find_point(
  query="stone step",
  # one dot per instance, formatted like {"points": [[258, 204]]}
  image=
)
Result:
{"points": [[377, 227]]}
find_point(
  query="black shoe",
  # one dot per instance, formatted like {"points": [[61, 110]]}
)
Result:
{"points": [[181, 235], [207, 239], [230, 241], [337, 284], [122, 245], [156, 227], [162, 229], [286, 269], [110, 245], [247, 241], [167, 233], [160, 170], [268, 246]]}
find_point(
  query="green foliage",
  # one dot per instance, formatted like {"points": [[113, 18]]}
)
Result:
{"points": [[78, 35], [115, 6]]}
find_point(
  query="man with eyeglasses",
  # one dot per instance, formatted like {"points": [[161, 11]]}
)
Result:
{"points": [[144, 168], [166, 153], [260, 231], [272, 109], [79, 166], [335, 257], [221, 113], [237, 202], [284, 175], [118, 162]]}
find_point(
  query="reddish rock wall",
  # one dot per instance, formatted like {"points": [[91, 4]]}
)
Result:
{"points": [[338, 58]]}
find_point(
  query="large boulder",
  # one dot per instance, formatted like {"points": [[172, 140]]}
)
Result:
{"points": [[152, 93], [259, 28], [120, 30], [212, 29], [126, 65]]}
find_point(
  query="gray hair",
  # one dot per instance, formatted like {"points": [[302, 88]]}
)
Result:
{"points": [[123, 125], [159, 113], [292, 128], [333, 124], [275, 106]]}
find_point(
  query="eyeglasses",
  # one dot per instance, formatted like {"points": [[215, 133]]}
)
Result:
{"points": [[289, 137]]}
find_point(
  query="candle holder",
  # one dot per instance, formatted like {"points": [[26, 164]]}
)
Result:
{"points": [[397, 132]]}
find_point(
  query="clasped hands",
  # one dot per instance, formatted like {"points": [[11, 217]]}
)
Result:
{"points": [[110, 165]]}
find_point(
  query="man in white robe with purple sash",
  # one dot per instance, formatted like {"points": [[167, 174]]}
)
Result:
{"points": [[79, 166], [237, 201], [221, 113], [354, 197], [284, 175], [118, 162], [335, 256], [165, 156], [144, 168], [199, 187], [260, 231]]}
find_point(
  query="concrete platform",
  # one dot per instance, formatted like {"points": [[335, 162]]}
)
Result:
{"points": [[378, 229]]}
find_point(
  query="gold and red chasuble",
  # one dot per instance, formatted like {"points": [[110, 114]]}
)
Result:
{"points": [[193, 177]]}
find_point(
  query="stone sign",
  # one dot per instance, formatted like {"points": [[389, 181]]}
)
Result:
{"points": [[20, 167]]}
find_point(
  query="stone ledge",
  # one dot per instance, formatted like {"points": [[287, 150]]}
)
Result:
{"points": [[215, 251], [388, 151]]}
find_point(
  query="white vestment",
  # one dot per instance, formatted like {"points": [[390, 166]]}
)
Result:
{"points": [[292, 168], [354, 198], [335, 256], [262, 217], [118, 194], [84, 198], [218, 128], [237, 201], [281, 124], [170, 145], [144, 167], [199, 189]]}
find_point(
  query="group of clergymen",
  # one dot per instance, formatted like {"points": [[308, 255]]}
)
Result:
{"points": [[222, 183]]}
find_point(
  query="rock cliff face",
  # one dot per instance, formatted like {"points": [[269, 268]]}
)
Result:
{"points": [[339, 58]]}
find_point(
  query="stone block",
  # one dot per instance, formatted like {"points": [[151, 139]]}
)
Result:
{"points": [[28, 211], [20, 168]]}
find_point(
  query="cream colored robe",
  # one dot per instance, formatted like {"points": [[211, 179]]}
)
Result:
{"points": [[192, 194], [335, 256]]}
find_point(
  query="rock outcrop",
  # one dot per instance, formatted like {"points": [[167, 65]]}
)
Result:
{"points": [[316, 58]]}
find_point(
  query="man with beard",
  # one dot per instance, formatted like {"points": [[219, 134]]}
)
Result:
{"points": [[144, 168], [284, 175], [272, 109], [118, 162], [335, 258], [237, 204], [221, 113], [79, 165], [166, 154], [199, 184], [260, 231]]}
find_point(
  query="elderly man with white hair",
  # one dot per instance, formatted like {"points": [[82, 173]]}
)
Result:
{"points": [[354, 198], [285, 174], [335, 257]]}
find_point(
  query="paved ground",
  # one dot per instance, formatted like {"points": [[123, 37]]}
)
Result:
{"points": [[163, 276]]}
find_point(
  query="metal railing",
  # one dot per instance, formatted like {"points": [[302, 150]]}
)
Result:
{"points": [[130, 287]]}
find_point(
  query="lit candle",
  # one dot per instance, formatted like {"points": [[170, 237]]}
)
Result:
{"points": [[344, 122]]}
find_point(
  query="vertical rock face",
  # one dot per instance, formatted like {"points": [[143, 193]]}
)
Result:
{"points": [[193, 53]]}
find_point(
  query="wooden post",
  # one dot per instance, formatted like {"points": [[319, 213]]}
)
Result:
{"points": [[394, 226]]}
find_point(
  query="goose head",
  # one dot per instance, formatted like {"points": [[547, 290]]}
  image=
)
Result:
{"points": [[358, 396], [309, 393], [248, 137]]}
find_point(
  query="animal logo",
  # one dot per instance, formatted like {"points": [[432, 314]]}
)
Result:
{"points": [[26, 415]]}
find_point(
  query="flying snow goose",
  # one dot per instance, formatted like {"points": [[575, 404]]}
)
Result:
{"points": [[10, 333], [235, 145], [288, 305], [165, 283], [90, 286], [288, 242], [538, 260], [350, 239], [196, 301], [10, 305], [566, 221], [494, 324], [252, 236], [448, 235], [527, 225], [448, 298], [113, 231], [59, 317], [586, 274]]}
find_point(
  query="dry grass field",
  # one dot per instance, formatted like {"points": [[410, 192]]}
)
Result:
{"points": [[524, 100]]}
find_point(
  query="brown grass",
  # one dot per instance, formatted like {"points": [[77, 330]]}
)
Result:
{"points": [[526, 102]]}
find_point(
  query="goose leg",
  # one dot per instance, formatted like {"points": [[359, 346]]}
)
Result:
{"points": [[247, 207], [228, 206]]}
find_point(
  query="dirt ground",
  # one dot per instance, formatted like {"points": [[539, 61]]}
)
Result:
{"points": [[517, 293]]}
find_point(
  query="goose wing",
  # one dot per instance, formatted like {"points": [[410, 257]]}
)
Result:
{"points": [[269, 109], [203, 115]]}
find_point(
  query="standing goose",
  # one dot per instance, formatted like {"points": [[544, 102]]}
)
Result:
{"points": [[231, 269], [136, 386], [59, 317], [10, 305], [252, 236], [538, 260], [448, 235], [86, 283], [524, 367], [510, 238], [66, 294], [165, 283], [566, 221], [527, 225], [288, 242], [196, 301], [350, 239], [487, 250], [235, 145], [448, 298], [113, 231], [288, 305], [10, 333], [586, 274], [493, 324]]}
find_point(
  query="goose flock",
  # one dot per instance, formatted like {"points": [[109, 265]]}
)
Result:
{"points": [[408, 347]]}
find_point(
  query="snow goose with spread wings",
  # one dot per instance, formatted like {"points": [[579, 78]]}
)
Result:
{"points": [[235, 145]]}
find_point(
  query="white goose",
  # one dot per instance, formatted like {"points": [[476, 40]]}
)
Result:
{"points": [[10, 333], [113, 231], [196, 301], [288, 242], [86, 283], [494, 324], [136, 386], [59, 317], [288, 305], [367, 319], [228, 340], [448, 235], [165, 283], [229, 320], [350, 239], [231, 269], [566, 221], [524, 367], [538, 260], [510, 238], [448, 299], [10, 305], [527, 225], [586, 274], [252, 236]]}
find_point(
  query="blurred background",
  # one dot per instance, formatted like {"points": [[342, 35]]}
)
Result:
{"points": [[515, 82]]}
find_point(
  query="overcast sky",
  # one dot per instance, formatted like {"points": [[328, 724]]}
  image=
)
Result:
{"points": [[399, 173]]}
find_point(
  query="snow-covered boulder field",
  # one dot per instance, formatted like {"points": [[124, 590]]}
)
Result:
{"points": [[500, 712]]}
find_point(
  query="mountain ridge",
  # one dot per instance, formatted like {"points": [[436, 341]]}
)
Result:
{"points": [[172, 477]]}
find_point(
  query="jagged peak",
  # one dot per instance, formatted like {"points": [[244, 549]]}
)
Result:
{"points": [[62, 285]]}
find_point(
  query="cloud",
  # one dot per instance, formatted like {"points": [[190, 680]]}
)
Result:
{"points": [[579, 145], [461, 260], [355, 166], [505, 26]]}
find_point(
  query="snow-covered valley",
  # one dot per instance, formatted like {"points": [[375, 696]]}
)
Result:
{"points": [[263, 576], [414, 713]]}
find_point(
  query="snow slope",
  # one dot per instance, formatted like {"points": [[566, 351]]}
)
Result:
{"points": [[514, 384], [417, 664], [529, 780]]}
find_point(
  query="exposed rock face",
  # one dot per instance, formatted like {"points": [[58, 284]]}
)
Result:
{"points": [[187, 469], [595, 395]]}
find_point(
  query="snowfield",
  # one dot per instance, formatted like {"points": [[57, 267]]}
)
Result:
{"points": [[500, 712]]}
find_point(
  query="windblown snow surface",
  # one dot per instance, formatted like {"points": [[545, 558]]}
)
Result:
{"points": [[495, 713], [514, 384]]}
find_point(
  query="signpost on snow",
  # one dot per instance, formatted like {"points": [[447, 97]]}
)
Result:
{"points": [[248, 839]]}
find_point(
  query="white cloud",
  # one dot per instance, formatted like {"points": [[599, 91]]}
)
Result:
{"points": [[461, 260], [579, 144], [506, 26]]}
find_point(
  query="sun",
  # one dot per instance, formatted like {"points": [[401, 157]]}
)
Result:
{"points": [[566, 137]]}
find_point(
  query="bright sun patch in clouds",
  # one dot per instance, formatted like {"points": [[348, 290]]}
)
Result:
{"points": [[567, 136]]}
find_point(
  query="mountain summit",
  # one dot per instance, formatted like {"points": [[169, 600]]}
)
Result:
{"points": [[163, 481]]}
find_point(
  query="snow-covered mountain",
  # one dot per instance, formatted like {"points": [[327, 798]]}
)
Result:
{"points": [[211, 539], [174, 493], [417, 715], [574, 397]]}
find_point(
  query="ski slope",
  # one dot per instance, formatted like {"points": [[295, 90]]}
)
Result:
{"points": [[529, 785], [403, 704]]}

**WHAT TO PRODUCE**. In the entries above, some lines hold the string "hair". Copy each of them.

**EXERCISE ANSWER**.
  query="gray hair",
  query="elderly man with white hair",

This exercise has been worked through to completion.